● How to complete this task
Go through the listing below and state how many of its lines include "instance". Write only that number.

● Records provided
==============================
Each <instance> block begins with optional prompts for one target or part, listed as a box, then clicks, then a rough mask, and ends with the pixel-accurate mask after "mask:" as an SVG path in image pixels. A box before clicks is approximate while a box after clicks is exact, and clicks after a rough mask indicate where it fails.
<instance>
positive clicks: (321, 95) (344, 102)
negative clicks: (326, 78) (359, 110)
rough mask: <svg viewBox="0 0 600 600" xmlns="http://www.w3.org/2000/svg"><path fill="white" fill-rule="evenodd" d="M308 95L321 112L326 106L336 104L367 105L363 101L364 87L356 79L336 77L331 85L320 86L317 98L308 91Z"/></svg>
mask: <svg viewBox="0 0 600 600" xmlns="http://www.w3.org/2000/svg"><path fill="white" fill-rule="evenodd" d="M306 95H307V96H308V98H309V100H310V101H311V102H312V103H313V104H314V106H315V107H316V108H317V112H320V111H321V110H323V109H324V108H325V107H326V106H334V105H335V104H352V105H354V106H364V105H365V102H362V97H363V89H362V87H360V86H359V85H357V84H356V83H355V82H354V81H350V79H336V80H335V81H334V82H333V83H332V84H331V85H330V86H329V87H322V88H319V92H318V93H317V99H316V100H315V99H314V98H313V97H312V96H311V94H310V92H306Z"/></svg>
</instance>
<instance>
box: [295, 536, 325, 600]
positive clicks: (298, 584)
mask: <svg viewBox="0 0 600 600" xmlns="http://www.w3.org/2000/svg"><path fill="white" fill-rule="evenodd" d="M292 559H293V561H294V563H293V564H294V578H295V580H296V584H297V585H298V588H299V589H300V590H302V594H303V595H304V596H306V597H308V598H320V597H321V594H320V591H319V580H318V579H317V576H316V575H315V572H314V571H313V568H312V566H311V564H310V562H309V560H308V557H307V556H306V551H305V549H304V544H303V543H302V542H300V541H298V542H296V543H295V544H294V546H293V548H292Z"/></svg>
==============================
● Answer to the exercise
4